**Exercise aim**
Swap "umbrella" for "parasol" wherever it occurs in the rows below, and leave every other part of the rows unchanged.

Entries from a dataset
* * *

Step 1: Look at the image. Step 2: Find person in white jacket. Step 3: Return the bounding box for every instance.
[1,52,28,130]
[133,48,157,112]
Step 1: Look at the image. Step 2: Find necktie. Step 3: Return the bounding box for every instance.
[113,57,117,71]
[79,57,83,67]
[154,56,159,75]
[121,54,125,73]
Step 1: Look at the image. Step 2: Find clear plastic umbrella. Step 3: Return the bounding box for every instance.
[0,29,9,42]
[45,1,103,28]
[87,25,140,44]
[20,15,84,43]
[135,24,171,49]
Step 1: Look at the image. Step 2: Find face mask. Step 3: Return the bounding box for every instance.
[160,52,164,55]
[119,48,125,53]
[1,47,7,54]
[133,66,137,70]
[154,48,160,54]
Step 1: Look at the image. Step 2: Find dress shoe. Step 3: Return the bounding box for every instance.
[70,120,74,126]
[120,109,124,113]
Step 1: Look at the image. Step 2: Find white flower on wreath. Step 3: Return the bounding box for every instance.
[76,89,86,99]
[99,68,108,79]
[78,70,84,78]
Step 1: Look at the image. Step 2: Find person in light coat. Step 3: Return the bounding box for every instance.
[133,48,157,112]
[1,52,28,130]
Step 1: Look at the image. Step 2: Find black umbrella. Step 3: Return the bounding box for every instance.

* * *

**Right answer**
Step 1: Look at the image. Step 2: Find person in white jacket. Step 3: Return the bounding box for every instance.
[1,52,28,130]
[133,48,157,112]
Step 1: Look at the image. Step 2: Find necktie. Step 3: Return the bounding box for every instance.
[113,57,117,71]
[79,57,83,67]
[154,56,159,75]
[121,54,125,73]
Step 1: Look at the image. Step 2: Find clear plastic parasol. Step 3: Return the bounding box for every instance.
[0,29,9,42]
[45,1,103,28]
[87,25,140,44]
[20,15,84,43]
[135,24,171,49]
Step 1: Look at the image. Step 2: Find face mask. Step 3: Return the bounding box for every instance.
[160,52,164,55]
[119,48,125,53]
[1,47,7,54]
[133,66,137,70]
[154,48,160,54]
Step 1: Look at the image. Step 2: Find dress shoe. Step 3: Return the bounding box for every instance.
[70,120,74,126]
[120,109,124,113]
Step 1: Look at the image. Step 2: Find white flower on wreath. Step 3: Return the bounding box for every instance.
[76,89,86,99]
[99,68,108,79]
[78,70,84,78]
Step 1: Look at the image. Step 2: Find person in light coat. Step 3: Return the bounding box for every instance.
[133,48,157,112]
[1,52,28,130]
Step 1: Look at the image. Step 2: Find black parasol. Step 3: Return the bounding box for every instance.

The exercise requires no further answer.